Your assignment:
Could you reproduce all of these records exactly?

Stored records:
════════════════

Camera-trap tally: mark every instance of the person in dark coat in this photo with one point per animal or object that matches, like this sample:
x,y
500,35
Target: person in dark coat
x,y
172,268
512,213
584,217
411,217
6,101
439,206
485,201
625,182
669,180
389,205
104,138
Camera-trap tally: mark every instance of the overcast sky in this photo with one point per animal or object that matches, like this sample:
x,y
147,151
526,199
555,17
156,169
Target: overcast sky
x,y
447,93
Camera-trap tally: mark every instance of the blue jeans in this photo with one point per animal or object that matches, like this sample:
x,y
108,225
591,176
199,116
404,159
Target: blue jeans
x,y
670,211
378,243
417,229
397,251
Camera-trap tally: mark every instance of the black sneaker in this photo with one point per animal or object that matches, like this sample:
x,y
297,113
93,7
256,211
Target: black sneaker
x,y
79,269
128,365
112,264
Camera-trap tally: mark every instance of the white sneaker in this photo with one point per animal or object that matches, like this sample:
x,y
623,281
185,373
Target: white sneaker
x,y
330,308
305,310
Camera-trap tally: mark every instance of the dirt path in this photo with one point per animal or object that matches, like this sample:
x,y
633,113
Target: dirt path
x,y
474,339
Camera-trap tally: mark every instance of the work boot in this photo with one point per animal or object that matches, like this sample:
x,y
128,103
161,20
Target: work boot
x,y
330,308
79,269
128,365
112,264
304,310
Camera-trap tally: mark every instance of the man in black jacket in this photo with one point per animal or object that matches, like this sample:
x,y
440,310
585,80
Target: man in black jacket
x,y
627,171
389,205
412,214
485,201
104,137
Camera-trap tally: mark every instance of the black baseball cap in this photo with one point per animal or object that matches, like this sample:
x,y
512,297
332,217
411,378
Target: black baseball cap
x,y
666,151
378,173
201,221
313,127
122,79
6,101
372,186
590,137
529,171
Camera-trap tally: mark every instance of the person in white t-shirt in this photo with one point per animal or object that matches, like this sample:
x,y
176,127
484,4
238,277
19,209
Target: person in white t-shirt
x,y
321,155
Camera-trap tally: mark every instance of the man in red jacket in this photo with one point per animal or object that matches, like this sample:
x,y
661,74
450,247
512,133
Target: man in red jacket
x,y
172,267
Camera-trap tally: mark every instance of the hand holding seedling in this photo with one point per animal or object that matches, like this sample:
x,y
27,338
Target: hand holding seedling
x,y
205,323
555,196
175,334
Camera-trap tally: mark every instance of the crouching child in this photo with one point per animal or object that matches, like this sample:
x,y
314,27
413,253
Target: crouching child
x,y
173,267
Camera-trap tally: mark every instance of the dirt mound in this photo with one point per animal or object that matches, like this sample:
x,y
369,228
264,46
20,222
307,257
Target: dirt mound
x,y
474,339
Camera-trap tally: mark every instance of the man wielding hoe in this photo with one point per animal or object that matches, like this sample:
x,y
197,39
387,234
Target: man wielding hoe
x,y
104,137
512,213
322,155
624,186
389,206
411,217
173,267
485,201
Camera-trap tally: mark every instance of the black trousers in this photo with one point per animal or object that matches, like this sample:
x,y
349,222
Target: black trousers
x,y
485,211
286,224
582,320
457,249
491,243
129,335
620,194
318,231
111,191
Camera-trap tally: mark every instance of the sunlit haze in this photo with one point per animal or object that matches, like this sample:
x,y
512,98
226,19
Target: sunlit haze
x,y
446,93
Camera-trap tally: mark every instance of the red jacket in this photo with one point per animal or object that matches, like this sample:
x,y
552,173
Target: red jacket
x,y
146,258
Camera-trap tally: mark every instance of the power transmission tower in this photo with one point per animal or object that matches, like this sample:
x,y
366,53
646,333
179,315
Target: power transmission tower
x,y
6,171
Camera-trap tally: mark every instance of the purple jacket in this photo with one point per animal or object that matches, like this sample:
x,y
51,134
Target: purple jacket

════════════════

Your response:
Camera-trap tally: mark every instance of the person in dark coat in this photo with one point per animal or object that matches, like this sample:
x,y
500,35
Target: person in dark coat
x,y
172,268
512,213
584,217
411,217
6,101
439,206
485,201
625,182
669,180
389,205
104,138
Camera-trap tally: mark every instance of the overcast sky in this photo with one point per animal or object that matches, like this sample:
x,y
147,151
526,199
555,17
156,169
Target: overcast sky
x,y
447,93
Camera-trap tally: mark every instance of the blue jeans in this photo with one point per animal or object that matches, like this sample:
x,y
108,225
591,176
199,116
404,159
Target: blue jeans
x,y
670,211
378,243
417,229
397,251
Camera-trap tally: mark every instance of the black sneaker in this photo with one point per animal or object that matches, like this sample:
x,y
297,113
93,7
256,211
Target: black sneaker
x,y
79,269
128,365
112,264
Camera-trap tally: mark every instance of the white sneaker in this photo with one point per animal or object that matches, like this sample:
x,y
623,281
185,373
Target: white sneaker
x,y
330,308
305,310
Camera-trap tally: mark every instance of the dirt path in this photo with one point per animal or object that matches, like this sample:
x,y
633,113
Target: dirt path
x,y
474,339
Camera-trap tally: mark every instance of the work boot in this photo with one point per animal or object that matches, like this sample:
x,y
128,103
161,20
Target: work boot
x,y
330,308
79,269
128,365
112,264
304,310
Camera-trap tally: mark every instance of the man in black jacket in this photo with one point per animal or object that matches, like this sample:
x,y
440,310
585,80
Target: man in black jacket
x,y
627,171
389,205
412,214
485,201
104,137
Camera-trap tally: mark every instance of the black baseball cap in this photo with one point per animal or object that matches, like this sample:
x,y
512,297
332,217
411,378
Target: black baseball cap
x,y
666,151
378,173
201,221
313,127
122,79
6,101
372,186
590,137
529,171
Camera-trap tally: mark every instance of the person in white t-shirt in this photo with one point per animal or object that matches, like this sample:
x,y
176,127
484,4
238,277
19,209
Target: person in white t-shirt
x,y
321,155
Camera-trap tally: mark every instance of the man in red jacket in this photo with one point per animal or object that matches, like this sample:
x,y
661,74
450,247
512,133
Target: man in red jacket
x,y
172,267
Camera-trap tally: mark every instance of the hand holding seedling in this photo with one point per animal or object that matches, like this sample:
x,y
27,338
Target: hand holding seedling
x,y
205,323
555,196
175,334
Camera-trap tally: mark every instance of the crouching child in this photo with one point per animal or object that matches, like this sample:
x,y
314,27
413,253
Target: crouching child
x,y
173,267
Camera-trap tally: mark every instance of the dirt mound in this photo with one point per animal or object that matches, like this sample:
x,y
369,228
264,46
20,222
307,257
Target: dirt mound
x,y
474,339
Camera-trap tally: mark every instance of the man wielding hoe in this photo with one point per animal or object that matches, like this sample:
x,y
197,39
387,234
Target: man wielding hoe
x,y
104,137
512,213
322,155
624,186
389,206
411,217
173,267
485,201
Camera-trap tally: mark every instance of the black trousers in this photo with one point per animal or object that matches, like this sample:
x,y
349,222
Target: black trousers
x,y
485,211
286,224
582,320
457,249
491,243
129,335
620,194
318,231
111,191
Camera-trap tally: mark every instance of the sunlit haze in this photo with one point per animal or object that matches, like this sample:
x,y
512,98
226,19
Target: sunlit haze
x,y
446,93
Camera-trap tally: mark every instance of the red jacket in this photo with one point per animal or object that matches, like this sample:
x,y
552,173
Target: red jacket
x,y
146,258
Camera-trap tally: mark every instance of the power transmission tower in this photo with one point per animal or object that matches, like this sample:
x,y
366,53
646,333
179,315
Target: power transmission tower
x,y
6,171
Camera-trap tally: mark every instance of the purple jacket in this photo with one point per animal or object that matches, like this sample:
x,y
51,134
Target: purple jacket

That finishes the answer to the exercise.